**Activity:** An exact copy of all records is expected, minus the images.

Stored items from a collection:

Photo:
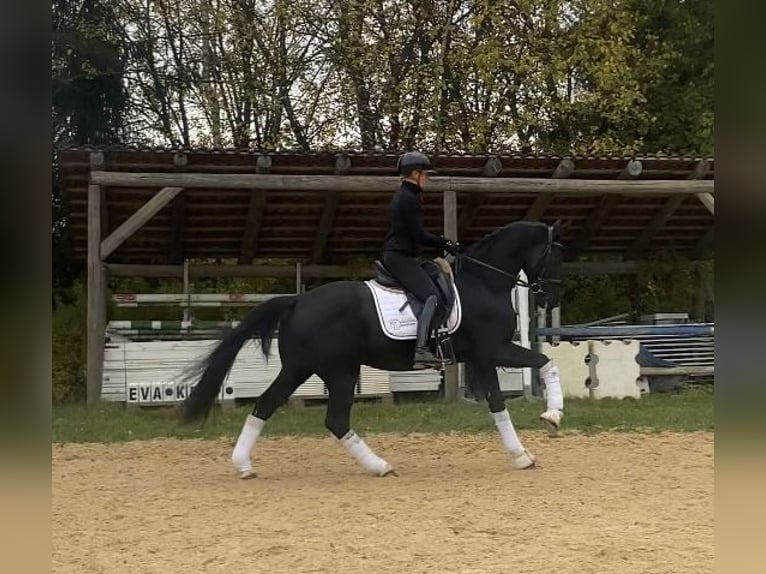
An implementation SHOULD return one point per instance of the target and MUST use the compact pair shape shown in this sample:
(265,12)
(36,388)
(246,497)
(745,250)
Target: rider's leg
(340,386)
(412,277)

**Answer section:**
Photo:
An implementation SHOULD return one point per instance of the target and MUST use the compact pair shape shown in this sample:
(265,12)
(36,388)
(246,497)
(745,250)
Target: rider's leg
(340,386)
(412,277)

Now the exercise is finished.